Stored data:
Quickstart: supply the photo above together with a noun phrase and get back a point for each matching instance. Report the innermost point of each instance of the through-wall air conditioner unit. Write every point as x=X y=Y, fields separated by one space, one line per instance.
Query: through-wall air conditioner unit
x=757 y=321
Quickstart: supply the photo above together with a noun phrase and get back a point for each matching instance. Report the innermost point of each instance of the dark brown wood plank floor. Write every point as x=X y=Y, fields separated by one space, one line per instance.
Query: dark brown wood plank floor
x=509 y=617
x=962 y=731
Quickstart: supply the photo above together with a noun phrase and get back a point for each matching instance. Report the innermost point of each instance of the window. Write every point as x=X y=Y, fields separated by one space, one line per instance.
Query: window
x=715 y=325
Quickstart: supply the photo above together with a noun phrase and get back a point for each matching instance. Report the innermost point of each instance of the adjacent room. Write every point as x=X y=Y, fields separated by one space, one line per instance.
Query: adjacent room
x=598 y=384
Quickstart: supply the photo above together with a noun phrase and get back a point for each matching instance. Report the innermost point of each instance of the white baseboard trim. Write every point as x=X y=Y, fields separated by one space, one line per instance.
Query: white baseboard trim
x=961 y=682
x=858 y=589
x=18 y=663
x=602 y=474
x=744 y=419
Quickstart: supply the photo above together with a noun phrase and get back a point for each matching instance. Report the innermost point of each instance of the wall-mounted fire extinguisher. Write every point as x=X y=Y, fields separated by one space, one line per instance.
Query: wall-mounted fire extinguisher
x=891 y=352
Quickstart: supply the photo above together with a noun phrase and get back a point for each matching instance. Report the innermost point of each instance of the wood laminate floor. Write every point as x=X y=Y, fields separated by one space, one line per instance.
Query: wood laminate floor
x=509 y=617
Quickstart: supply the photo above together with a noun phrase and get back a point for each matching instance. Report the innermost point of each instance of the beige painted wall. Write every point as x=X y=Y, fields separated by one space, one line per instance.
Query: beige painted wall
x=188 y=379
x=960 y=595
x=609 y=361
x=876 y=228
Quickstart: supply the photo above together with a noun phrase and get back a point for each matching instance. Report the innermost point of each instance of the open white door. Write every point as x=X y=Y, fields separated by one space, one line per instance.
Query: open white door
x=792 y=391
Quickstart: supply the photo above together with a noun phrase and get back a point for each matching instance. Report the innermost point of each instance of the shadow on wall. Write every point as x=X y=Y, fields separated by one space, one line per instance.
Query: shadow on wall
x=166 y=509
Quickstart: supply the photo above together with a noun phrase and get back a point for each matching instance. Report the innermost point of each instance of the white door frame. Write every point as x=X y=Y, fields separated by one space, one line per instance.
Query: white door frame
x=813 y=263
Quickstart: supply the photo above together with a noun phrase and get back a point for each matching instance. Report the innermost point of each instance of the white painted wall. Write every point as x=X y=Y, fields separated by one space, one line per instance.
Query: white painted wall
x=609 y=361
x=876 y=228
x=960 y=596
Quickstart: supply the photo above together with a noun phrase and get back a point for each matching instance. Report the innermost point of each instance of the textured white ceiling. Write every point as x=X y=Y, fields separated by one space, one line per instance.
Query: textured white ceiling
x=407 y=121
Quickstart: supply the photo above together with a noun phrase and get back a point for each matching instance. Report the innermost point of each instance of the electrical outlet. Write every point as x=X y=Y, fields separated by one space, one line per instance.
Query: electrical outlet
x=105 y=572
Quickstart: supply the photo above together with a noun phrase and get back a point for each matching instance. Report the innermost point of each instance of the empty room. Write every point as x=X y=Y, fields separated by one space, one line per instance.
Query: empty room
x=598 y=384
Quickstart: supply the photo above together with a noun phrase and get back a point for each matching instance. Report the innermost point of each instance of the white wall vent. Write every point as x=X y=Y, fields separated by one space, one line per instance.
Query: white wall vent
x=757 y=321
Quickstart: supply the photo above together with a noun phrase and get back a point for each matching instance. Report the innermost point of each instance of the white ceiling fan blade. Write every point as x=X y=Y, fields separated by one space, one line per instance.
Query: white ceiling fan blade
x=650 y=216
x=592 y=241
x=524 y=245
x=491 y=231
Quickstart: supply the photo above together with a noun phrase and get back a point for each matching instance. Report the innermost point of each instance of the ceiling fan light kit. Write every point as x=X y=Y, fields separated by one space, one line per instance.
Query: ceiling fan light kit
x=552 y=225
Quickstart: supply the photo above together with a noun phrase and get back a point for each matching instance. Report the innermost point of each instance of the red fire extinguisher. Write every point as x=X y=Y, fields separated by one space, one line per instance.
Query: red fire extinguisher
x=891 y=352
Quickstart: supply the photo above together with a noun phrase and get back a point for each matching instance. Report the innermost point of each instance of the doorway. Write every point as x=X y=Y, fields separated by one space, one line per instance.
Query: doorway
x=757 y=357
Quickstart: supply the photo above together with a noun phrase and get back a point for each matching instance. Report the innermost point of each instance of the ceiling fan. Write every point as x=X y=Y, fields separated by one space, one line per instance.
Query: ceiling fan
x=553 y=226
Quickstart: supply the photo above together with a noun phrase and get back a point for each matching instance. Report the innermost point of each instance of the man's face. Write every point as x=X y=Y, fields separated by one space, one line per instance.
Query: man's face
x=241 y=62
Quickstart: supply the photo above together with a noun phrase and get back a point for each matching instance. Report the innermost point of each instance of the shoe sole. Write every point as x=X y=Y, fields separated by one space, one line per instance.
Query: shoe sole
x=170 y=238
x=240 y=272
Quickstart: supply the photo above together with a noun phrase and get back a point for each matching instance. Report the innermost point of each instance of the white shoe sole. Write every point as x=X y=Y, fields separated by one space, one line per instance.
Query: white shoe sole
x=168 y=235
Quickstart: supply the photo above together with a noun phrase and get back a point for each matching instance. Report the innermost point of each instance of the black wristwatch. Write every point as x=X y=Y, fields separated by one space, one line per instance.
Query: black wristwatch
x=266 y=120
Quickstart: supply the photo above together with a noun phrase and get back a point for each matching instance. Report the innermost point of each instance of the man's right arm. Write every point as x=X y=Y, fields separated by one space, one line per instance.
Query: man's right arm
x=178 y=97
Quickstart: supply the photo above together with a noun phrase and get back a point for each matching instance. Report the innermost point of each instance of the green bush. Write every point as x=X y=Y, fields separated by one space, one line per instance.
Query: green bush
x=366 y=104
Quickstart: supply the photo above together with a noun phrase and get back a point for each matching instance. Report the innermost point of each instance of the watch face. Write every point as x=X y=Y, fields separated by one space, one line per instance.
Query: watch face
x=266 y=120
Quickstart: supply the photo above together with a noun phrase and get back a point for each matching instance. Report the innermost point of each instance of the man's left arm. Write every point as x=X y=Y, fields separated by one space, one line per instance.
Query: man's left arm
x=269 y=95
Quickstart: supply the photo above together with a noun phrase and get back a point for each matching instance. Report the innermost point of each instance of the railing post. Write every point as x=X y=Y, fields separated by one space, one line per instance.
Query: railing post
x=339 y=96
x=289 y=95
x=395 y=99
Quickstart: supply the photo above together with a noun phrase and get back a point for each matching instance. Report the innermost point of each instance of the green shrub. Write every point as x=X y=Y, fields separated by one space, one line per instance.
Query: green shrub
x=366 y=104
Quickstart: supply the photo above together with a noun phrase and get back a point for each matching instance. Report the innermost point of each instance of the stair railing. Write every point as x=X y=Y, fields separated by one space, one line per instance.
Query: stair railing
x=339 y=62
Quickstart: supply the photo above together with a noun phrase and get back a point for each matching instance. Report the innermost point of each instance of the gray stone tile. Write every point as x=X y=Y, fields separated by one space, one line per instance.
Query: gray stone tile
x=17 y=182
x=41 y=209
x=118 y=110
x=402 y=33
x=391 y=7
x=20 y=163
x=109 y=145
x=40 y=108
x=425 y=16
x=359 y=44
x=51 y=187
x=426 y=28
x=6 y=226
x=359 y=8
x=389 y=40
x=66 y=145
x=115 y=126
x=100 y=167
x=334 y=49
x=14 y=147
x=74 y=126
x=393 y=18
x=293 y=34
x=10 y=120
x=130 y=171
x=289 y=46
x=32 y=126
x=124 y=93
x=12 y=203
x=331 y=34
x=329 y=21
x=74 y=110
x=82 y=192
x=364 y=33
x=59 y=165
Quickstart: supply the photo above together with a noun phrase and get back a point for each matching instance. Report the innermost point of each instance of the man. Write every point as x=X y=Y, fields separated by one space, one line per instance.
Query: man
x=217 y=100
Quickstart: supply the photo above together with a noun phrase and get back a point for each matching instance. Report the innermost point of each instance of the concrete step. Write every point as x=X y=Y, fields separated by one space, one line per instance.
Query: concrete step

Problem: Reproduce the stretch of the material from the line containing "of the doorway." through the line containing "x=553 y=226", requests included, with every coordinate in the answers multiplied by 2.6. Round each result to a whole number, rounding halves up.

The completed task:
Quickstart: supply the photo above together with a noun phrase and get back a point for each matching instance. Report the innermost point of each instance of the doorway. Write every point as x=X y=Y, fields separated by one space, one line per instance.
Query: doorway
x=1968 y=928
Quickstart: supply the photo above together with a noun phrase and get back a point for each matching instance. Report the innermost point of each instance of the ceiling fan. Write every point as x=X y=Y, fields separated by one space, one line per instance.
Query: ceiling fan
x=1438 y=588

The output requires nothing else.